Uno dei artecipanti al summit, Leonardo Villirillo, parla al riguardo dell’interessamento “dell’assessore” ovvero, secondo gli investigatori dell’Arma, Domenico Tallini. Quest’ultimo, come sarebbe emerso dal summit, si sarebbe occupato dell’iter burocratico e di “risolvere eventuali altre problematiche”. “L’assessore”, inoltre, secondo i partecipanti alla riunione, sarebbe potuto risultare utile anche per altre necessità del clan.
Tallini, secondo quanto detto nel corso della riunione, aveva già individuato 4 farmacie disponibili ad approvvigionarsi dei farmaci occorrenti dal costituendo consorzio. Con questo sistema il clan stimava di poter incassare centinaia di milioni di euro all’anno.
Nel “core business” della cosca di Cutro c’era, dunque, la distribuzione dei farmaci in provincia di Catanzaro, ma anche l’acquisto di prodotti dalle farmacie a prezzi di mercato da rivendere all’estero a prezzi maggiorati. L’inchiesta pone in risalto una truffa al Servizio sanitario nazionale. Gli inquirenti parlano testualmente di un’organizzazione criminale che si propone di esportare illegalmente farmaci oncologici «per rivenderli all’estero con profitti spropositati».

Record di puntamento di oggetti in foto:
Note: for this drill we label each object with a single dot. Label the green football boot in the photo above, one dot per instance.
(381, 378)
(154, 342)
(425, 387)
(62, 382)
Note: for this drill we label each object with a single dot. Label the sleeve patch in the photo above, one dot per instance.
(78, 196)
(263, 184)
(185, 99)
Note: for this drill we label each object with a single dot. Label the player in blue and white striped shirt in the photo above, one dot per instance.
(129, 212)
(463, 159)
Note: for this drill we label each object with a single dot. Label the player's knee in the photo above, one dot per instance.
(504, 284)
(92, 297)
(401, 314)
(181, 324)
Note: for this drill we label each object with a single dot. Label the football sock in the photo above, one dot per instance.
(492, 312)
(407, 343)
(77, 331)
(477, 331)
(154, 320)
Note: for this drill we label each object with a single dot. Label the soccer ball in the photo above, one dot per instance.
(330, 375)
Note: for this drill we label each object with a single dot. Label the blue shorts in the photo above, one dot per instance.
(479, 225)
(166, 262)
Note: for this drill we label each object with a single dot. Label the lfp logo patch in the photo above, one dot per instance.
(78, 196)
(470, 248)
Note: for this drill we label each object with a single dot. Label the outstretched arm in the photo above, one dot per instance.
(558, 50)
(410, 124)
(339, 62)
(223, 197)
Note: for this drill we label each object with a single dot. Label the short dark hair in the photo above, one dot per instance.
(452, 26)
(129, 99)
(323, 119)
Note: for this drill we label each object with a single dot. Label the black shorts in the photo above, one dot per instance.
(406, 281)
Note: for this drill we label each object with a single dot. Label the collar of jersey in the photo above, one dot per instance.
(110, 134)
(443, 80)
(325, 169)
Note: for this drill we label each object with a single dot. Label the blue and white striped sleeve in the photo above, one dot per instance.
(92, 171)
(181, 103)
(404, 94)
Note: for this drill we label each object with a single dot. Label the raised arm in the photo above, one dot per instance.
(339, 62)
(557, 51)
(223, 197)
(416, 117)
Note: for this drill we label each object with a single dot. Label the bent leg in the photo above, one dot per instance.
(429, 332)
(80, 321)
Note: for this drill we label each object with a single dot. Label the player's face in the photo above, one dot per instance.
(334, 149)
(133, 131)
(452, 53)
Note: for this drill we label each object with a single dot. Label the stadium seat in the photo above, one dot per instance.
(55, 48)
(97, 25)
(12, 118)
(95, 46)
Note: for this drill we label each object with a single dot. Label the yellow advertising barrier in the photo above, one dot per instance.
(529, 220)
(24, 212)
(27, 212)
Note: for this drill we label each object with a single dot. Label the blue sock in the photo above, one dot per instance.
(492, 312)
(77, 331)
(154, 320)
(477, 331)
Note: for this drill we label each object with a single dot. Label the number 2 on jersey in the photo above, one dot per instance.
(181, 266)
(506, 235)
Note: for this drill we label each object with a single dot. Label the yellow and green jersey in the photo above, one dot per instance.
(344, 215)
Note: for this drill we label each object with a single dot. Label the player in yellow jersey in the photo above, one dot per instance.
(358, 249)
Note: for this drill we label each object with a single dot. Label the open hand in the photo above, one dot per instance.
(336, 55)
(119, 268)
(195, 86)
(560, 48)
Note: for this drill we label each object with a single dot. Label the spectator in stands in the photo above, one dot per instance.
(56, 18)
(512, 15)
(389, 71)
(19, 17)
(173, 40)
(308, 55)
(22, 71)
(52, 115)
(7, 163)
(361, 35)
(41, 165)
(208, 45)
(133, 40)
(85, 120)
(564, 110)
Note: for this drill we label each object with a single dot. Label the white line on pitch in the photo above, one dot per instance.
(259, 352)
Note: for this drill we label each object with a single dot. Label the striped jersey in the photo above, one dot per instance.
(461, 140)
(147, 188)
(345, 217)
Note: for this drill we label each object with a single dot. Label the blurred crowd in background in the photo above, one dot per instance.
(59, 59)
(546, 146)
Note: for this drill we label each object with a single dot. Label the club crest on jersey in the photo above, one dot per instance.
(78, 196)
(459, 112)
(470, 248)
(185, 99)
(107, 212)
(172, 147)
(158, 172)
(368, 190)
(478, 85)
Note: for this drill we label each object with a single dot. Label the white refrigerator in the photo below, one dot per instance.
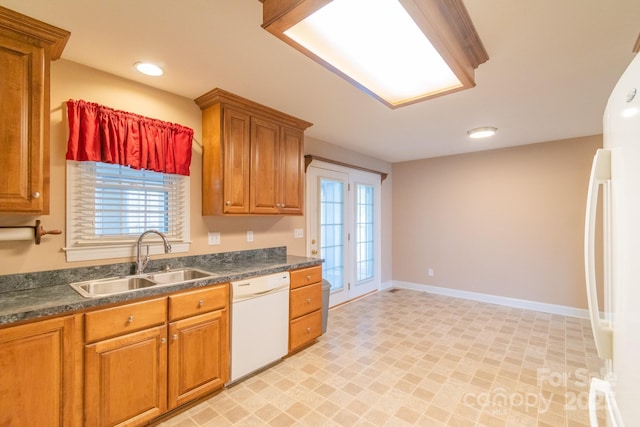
(616, 320)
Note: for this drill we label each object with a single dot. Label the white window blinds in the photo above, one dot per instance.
(111, 205)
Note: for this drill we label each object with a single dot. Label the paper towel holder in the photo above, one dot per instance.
(38, 230)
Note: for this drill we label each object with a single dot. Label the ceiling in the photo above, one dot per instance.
(552, 65)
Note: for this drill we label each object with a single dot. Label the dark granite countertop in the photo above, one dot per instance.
(34, 295)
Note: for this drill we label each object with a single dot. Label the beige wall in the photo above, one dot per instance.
(507, 222)
(72, 81)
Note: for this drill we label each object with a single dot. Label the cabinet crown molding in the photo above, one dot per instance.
(220, 96)
(44, 35)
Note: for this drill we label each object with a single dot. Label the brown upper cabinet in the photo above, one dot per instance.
(252, 157)
(27, 46)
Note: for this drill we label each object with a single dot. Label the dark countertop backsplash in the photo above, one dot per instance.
(31, 295)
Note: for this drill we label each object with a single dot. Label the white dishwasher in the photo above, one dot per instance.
(259, 323)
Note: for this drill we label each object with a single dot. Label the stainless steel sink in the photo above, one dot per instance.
(179, 275)
(110, 286)
(119, 285)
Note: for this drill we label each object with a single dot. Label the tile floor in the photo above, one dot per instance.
(405, 358)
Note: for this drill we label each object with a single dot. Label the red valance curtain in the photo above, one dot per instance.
(102, 134)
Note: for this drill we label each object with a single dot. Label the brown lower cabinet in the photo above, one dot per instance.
(142, 363)
(305, 307)
(39, 383)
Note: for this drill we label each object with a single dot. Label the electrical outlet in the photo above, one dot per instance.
(214, 238)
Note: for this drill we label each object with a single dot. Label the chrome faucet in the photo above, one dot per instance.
(141, 263)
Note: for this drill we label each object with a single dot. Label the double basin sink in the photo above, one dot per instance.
(118, 285)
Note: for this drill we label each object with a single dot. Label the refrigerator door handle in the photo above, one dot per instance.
(614, 419)
(600, 174)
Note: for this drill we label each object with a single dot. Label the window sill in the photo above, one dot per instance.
(88, 253)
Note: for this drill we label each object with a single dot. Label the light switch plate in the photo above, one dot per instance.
(214, 238)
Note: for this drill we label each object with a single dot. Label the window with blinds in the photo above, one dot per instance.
(109, 206)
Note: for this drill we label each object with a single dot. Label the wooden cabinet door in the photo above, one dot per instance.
(198, 356)
(236, 161)
(37, 365)
(265, 162)
(291, 171)
(126, 378)
(24, 163)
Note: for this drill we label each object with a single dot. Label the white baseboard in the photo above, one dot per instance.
(386, 285)
(492, 299)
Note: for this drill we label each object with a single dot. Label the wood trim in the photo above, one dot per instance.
(445, 22)
(310, 157)
(220, 96)
(44, 35)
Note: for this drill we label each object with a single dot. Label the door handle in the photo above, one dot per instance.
(600, 175)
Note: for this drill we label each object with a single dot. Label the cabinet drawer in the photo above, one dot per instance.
(198, 302)
(305, 329)
(305, 300)
(124, 319)
(306, 276)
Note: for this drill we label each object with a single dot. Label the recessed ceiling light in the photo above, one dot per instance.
(482, 132)
(149, 69)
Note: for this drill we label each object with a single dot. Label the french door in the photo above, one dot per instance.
(343, 224)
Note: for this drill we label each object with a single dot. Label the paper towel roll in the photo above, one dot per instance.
(26, 233)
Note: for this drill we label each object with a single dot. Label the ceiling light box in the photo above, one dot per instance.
(398, 51)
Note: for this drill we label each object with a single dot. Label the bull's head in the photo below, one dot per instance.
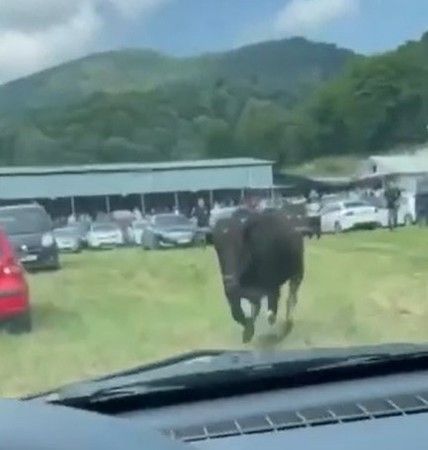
(231, 253)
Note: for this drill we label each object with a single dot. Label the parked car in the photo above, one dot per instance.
(220, 213)
(347, 215)
(68, 239)
(406, 213)
(105, 234)
(83, 230)
(136, 230)
(169, 230)
(29, 229)
(14, 292)
(124, 219)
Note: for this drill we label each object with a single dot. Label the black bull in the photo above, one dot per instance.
(257, 254)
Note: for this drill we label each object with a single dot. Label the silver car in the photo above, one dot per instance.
(169, 230)
(68, 239)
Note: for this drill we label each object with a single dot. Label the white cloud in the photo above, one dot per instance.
(23, 52)
(131, 8)
(303, 17)
(36, 34)
(36, 14)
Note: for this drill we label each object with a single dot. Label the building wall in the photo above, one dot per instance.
(123, 183)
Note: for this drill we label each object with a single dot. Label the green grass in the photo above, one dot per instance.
(340, 166)
(111, 310)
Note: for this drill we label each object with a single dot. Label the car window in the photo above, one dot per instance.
(355, 204)
(24, 221)
(171, 220)
(331, 209)
(105, 227)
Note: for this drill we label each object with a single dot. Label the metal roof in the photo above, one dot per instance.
(134, 167)
(400, 164)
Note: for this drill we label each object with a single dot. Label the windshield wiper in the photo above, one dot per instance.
(208, 373)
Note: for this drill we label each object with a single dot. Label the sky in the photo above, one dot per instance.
(36, 34)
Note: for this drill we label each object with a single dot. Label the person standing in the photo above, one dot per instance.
(392, 197)
(202, 213)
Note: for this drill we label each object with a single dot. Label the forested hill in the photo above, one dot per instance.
(138, 105)
(378, 104)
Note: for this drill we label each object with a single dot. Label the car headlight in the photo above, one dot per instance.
(47, 240)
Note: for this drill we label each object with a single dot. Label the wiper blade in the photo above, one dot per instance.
(374, 359)
(223, 369)
(112, 393)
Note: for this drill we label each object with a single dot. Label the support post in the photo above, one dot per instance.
(73, 206)
(107, 204)
(143, 205)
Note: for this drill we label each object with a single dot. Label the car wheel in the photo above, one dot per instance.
(21, 324)
(154, 243)
(337, 227)
(408, 220)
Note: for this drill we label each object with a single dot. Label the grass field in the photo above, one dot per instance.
(111, 310)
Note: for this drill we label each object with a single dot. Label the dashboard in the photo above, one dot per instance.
(388, 412)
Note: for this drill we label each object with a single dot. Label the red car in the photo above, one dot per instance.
(14, 292)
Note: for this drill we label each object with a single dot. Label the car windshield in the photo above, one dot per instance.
(105, 227)
(69, 231)
(171, 220)
(140, 225)
(169, 166)
(24, 221)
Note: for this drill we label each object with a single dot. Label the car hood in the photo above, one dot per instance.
(29, 240)
(65, 236)
(174, 229)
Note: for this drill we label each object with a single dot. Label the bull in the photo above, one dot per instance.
(258, 253)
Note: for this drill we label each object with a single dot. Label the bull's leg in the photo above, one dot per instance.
(273, 299)
(255, 309)
(292, 296)
(239, 316)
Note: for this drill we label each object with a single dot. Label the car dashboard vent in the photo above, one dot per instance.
(310, 417)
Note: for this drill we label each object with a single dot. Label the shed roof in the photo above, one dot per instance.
(405, 164)
(134, 167)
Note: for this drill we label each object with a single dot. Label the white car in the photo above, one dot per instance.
(106, 234)
(136, 230)
(221, 213)
(347, 215)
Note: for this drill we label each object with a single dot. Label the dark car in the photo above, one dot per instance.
(29, 228)
(169, 230)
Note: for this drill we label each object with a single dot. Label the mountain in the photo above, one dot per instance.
(139, 105)
(291, 65)
(378, 104)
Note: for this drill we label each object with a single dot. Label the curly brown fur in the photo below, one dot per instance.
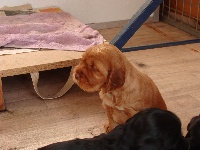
(124, 90)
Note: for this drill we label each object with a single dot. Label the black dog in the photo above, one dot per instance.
(193, 134)
(150, 129)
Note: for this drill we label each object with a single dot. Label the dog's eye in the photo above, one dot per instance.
(94, 68)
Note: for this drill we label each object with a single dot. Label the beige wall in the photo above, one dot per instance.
(88, 11)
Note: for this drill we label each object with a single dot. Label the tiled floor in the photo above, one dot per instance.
(31, 122)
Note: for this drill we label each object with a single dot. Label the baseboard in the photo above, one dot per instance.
(118, 24)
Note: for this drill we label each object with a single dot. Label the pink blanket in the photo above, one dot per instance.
(51, 30)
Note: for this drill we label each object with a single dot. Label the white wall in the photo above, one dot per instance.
(88, 11)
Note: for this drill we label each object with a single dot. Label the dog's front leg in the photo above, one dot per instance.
(111, 123)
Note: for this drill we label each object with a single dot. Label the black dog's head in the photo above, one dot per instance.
(153, 129)
(193, 134)
(150, 129)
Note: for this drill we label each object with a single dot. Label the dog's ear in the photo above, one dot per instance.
(116, 79)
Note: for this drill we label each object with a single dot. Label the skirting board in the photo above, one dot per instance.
(115, 24)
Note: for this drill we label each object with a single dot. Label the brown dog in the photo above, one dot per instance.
(123, 89)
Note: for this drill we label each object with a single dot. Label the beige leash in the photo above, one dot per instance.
(64, 89)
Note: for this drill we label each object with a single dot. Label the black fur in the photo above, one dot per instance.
(193, 134)
(150, 129)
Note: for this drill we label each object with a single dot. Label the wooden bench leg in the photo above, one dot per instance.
(2, 105)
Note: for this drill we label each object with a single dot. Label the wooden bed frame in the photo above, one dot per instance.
(31, 62)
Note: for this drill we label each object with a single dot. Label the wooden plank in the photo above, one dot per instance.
(37, 61)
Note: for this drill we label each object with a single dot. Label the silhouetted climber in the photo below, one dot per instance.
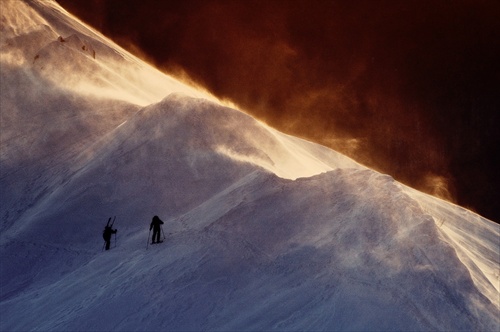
(108, 231)
(156, 227)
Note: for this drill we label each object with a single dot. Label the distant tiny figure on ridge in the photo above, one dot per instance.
(156, 227)
(108, 231)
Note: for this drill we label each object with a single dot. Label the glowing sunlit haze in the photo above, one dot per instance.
(262, 230)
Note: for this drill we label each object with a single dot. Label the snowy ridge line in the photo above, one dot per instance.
(266, 231)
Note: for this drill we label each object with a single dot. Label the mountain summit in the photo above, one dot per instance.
(263, 231)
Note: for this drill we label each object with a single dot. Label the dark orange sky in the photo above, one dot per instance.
(410, 88)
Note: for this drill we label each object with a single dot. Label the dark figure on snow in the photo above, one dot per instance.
(106, 234)
(156, 227)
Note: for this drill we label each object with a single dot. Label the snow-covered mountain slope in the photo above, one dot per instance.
(262, 230)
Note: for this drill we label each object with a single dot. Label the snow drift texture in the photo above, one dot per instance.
(263, 231)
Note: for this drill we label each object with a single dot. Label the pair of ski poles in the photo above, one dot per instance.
(161, 228)
(116, 241)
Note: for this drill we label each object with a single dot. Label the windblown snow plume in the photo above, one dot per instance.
(263, 231)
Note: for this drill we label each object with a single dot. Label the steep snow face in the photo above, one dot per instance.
(262, 230)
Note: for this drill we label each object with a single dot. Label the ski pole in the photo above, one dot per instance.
(147, 244)
(161, 227)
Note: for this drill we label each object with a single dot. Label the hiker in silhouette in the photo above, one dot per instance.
(156, 227)
(106, 234)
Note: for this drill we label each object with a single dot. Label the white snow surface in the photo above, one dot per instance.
(263, 231)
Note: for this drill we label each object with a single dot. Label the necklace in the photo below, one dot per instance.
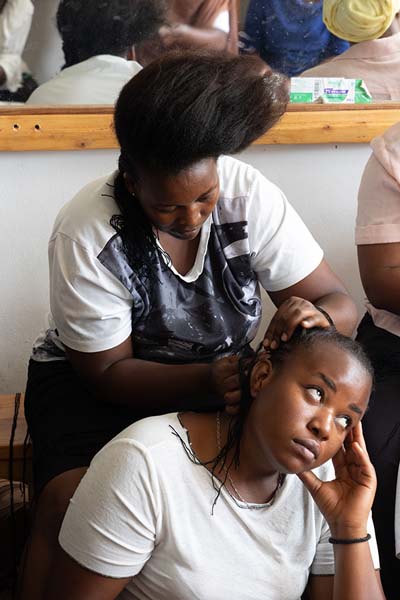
(281, 477)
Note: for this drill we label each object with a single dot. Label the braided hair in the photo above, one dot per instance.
(301, 339)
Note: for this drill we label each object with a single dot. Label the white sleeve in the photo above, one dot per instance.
(222, 21)
(282, 248)
(92, 310)
(111, 523)
(15, 23)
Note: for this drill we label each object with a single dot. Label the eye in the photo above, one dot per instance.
(204, 199)
(344, 421)
(165, 209)
(315, 393)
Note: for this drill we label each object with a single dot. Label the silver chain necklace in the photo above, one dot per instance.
(240, 497)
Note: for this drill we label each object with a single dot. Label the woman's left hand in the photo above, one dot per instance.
(292, 312)
(346, 501)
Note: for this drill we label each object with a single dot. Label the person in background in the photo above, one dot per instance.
(97, 42)
(195, 24)
(199, 506)
(155, 274)
(378, 244)
(373, 27)
(289, 35)
(16, 82)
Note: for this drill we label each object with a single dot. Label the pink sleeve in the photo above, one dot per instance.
(378, 217)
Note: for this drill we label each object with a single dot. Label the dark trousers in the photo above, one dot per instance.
(381, 426)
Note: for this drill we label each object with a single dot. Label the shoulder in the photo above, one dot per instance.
(85, 219)
(151, 433)
(386, 150)
(241, 180)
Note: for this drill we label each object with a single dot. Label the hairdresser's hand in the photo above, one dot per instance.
(291, 313)
(346, 501)
(225, 382)
(172, 36)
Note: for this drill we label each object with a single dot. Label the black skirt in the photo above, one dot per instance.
(381, 426)
(66, 423)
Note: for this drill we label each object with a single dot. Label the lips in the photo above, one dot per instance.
(309, 449)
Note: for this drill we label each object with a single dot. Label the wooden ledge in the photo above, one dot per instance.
(82, 127)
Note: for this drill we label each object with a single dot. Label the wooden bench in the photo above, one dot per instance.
(13, 464)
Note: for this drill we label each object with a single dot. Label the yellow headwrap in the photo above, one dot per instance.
(359, 20)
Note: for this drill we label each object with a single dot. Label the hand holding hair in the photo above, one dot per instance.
(346, 501)
(291, 313)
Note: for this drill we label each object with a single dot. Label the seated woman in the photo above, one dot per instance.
(194, 24)
(378, 243)
(97, 45)
(373, 27)
(16, 82)
(155, 274)
(214, 506)
(289, 35)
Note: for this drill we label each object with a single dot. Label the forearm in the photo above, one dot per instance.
(355, 576)
(3, 76)
(342, 310)
(380, 274)
(155, 388)
(383, 288)
(185, 36)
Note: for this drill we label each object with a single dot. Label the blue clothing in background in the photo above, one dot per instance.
(289, 35)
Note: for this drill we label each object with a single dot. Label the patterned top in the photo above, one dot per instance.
(97, 301)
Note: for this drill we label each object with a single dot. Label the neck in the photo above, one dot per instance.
(394, 28)
(256, 480)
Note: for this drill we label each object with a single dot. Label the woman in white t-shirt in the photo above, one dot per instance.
(155, 274)
(212, 506)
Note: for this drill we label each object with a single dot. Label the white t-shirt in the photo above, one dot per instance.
(15, 24)
(97, 80)
(253, 236)
(144, 510)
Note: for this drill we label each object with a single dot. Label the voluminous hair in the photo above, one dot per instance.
(179, 110)
(92, 27)
(185, 107)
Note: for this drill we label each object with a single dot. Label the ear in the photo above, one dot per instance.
(130, 184)
(261, 374)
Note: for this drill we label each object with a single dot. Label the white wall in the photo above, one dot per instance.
(320, 181)
(43, 52)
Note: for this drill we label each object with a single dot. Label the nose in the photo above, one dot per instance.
(321, 423)
(190, 216)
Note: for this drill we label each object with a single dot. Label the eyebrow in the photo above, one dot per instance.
(332, 386)
(356, 408)
(328, 381)
(211, 189)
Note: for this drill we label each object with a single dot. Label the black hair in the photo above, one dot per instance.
(92, 27)
(301, 339)
(180, 109)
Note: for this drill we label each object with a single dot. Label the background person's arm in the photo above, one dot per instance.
(296, 305)
(181, 35)
(79, 583)
(346, 503)
(151, 388)
(378, 224)
(380, 274)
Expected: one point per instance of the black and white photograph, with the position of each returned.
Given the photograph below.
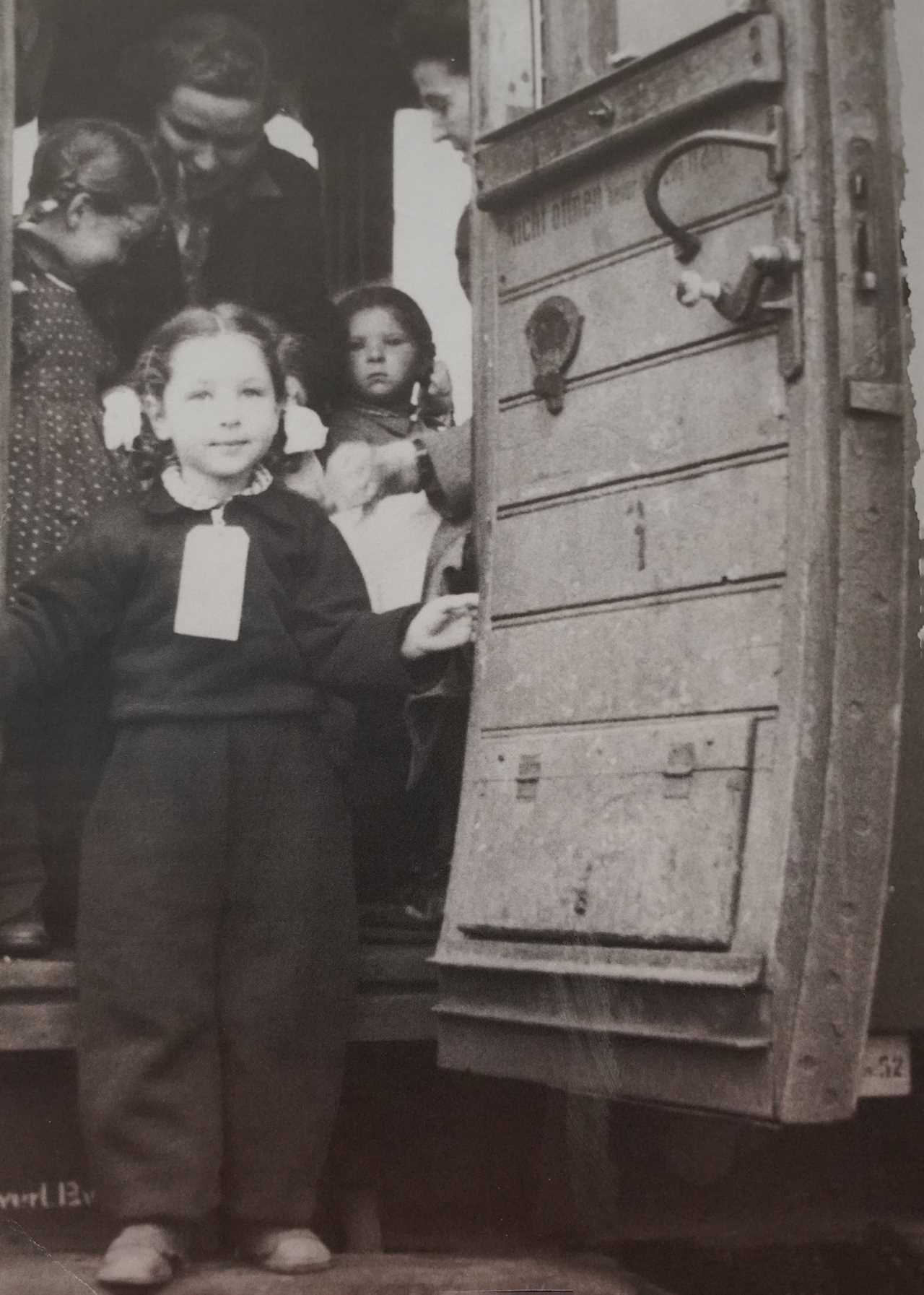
(461, 648)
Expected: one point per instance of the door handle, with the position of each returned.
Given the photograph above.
(742, 303)
(687, 243)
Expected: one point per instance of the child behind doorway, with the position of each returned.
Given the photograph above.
(391, 384)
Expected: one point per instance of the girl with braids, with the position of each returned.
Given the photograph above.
(93, 194)
(217, 943)
(400, 832)
(390, 356)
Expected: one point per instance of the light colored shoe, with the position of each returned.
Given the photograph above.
(144, 1254)
(287, 1250)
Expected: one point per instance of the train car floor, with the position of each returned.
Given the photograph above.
(35, 1272)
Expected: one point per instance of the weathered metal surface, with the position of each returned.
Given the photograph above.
(698, 529)
(632, 836)
(674, 657)
(603, 212)
(718, 1018)
(553, 334)
(682, 1074)
(643, 98)
(770, 143)
(645, 424)
(602, 615)
(629, 308)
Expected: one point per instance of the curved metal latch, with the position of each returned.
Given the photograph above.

> [COMPITI RICHIESTI]:
• A. Indica quante righe dei record contengono la stringa "mountain", tenendo conto di maiuscole e minuscole. Rispondi solo con il numero.
• B. Prosegui l'estratto sull'inchiesta relativa al clan di Cutro e al traffico di farmaci, partendo dopo l'ultima frase riportata.
L'estratto e i record non hanno alcun legame tra loro.

> [SOLUZIONI ESERCIZIO]:
• A. 3

• B.
Il sistema è emerso proprio dal summit tenutosi in casa del boss Nicolino Grande Aracri. «Noi acquistiamo dalle farmacie – dicono i membri dello stato maggiore del clan, intercettati dalle microspie piazzate dai carabinieri in casa del capo – aumentiamo il fatturato anche dalle farmacie e noi li rivendiamo all’estero o ad altre parti».
E’ l’ennesima conferma degli interessi della ‘ndrangheta nella sanità calabrese, commissariata ma priva di guida dopo le dimissioni di due commissari, come testimonia anche il commissariamento di due Asp, quelle di Reggio Calabria e Catanzaro, per le ingerenze dei clan.